_TASK BRIEF_
Give back all of the records exactly.
━━━ DATA SECTION
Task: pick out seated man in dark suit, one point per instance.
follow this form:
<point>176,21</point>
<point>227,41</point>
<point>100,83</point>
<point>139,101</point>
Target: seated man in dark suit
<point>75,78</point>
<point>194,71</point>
━━━━━━
_RESULT OF THE EXERCISE_
Task: pick out seated man in dark suit, one point per instance.
follow this form:
<point>176,21</point>
<point>227,41</point>
<point>100,83</point>
<point>139,101</point>
Target: seated man in dark suit
<point>75,78</point>
<point>194,71</point>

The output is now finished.